3 мая Диккенс произнес первую публичную речь — на годовщину Королевского литературного фонда, 7 мая пошел с женой и свояченицей в театр на премьеру своего фарса, вернулись в прекрасном настроении, спать пошли под утро, а несколько минут спустя Диккенс услышал из комнаты Мэри стон. Они с Кэтрин вошли — Мэри лежала на кровати одетая. Вызвали ее мать и врача — тот никакого диагноза не поставил. Из письма Диккенса неустановленному лицу; «Четырнадцать часов прошло… прежде чем она затихла и умерла — умерла в таком спокойном и нежном сне, что, хотя я держал ее на руках незадолго до этого, без сомнения, живую (поскольку она выпила немного бренди из моих рук), я продолжал поддерживать ее безжизненное тело и после того, как ее душа отлетела к небесам». Сейчас полагают, что у Мэри был порок сердца. От того, что ее держали на руках и поили бренди (универсальным лекарством тогдашних англичан), выжить она, конечно, не могла.

Данные для анализа:
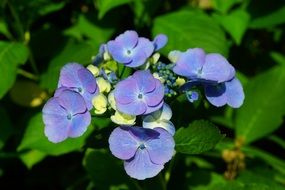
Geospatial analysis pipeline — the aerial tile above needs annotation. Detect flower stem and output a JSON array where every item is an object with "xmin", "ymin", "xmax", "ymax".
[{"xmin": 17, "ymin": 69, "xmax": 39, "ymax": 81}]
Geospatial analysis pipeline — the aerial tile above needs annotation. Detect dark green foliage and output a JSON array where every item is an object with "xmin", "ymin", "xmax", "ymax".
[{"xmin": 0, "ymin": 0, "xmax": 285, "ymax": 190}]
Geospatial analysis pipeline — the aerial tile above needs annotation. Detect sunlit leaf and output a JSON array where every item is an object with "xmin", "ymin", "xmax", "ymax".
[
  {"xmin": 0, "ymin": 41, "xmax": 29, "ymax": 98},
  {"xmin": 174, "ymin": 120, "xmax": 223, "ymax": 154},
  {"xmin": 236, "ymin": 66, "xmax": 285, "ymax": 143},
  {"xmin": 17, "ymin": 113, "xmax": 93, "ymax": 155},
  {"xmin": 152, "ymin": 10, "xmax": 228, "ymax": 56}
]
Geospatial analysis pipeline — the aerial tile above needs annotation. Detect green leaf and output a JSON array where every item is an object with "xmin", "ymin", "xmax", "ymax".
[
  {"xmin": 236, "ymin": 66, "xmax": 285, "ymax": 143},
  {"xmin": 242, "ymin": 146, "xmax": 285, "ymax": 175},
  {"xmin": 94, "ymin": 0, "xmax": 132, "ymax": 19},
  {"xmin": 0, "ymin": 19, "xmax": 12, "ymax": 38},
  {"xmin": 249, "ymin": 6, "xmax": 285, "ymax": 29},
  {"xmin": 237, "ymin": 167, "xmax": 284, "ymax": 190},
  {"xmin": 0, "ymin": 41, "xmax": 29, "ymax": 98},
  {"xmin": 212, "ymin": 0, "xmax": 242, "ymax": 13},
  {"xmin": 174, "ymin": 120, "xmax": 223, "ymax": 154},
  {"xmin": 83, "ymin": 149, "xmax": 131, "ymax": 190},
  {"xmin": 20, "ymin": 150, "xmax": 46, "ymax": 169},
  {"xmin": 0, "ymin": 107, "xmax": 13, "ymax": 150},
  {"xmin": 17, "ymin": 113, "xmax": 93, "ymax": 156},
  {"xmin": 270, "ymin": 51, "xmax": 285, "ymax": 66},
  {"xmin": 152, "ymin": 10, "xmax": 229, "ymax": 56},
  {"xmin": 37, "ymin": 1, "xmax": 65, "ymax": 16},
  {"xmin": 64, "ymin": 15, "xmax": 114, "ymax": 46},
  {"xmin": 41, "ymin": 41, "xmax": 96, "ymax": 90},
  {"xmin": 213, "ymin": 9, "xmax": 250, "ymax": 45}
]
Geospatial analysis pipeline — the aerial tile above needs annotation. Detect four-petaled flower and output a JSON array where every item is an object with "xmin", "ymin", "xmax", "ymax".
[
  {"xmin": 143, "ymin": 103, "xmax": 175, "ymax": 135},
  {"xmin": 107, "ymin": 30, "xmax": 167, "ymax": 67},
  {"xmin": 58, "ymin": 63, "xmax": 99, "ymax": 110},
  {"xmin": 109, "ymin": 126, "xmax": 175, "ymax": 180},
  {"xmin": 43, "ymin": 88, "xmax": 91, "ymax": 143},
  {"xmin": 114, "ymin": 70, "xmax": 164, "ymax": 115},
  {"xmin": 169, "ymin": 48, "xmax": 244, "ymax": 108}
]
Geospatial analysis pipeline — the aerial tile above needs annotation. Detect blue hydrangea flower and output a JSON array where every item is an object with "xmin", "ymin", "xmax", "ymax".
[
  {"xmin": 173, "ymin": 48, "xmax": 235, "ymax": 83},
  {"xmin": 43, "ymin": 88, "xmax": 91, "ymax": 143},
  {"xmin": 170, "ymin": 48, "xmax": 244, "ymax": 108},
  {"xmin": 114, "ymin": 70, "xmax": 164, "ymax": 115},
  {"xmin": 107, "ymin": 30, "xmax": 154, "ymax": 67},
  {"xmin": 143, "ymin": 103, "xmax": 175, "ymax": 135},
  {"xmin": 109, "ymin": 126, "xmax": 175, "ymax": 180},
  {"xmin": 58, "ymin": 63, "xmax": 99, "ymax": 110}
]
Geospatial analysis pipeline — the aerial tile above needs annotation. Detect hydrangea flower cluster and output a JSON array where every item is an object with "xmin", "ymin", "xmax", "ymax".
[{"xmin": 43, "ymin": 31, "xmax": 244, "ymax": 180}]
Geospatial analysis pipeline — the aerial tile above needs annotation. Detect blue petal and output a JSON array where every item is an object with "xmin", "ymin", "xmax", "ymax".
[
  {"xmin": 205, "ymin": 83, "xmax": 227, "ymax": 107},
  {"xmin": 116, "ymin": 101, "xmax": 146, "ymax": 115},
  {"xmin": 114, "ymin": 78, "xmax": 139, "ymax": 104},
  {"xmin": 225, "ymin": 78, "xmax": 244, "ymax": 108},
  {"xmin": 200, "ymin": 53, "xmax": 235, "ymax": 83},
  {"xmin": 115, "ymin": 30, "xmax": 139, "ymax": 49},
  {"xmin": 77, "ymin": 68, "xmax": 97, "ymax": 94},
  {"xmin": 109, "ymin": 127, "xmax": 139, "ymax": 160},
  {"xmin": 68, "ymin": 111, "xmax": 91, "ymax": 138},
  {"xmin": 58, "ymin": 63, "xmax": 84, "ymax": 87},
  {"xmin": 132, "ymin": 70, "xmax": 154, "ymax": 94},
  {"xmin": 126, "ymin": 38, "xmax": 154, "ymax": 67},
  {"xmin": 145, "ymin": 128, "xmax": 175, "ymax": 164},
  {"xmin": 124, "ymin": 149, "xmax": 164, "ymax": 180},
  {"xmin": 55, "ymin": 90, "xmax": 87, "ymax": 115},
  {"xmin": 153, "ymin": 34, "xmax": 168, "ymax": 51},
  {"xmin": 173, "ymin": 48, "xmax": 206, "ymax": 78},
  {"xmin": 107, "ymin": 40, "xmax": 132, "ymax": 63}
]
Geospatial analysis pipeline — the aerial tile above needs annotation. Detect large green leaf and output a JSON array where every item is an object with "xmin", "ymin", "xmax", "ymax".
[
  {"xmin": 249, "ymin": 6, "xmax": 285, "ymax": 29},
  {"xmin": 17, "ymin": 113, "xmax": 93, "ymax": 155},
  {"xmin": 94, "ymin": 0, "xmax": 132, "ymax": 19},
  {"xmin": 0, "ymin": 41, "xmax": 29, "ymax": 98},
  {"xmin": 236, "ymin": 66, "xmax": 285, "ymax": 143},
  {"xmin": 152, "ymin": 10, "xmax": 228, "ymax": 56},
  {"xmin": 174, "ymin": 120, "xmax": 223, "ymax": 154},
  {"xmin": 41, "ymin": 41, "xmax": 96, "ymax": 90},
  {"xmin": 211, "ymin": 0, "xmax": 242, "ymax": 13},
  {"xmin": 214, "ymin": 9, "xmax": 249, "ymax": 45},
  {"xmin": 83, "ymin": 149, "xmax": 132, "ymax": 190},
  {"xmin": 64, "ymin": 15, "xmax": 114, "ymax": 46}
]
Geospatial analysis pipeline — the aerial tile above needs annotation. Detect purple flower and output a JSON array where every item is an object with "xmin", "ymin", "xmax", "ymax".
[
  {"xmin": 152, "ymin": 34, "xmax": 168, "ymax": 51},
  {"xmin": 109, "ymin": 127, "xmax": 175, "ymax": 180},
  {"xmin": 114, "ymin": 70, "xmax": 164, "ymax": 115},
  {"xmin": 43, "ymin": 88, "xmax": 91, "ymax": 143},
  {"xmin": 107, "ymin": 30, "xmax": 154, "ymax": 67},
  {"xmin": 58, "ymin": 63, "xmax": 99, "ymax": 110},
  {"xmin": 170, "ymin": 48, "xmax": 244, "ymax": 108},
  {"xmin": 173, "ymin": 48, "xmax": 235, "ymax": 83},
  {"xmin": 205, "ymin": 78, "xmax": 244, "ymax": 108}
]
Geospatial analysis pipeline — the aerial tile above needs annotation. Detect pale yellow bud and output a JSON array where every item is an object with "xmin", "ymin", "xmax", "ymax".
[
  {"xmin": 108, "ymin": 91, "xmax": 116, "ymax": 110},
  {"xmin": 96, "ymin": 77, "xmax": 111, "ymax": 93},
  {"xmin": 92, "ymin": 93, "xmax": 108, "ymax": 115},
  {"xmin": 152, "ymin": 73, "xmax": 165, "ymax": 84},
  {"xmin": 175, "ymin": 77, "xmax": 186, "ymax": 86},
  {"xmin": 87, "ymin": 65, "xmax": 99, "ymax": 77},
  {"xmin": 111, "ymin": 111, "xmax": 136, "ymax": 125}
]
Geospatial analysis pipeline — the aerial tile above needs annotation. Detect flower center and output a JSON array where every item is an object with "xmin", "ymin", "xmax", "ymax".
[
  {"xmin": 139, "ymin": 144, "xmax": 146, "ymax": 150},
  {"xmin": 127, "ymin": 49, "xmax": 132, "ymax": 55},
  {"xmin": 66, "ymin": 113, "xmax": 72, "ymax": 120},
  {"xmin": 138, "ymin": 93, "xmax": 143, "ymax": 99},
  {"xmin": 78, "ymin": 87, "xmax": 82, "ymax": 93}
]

Условие задания:
Соответствуют ли отрывку утверждения (a), (b), (c)? Для каждого ответьте «да» или «нет» и приведите решающие слова отрывка точной цитатой.
(a) Вызванный врач поставил Мэри диагноз.
(b) Мэри выпила немного бренди из рук Диккенса.
(c) Премьера фарса Диккенса, на которую он пошел с женой и свояченицей, состоялась 3 мая.

Ответ:
(a) Нет: «тот никакого диагноза не поставил».
(b) Да: «поскольку она выпила немного бренди из моих рук».
(c) Нет: «7 мая пошел с женой и свояченицей в театр на премьеру своего фарса».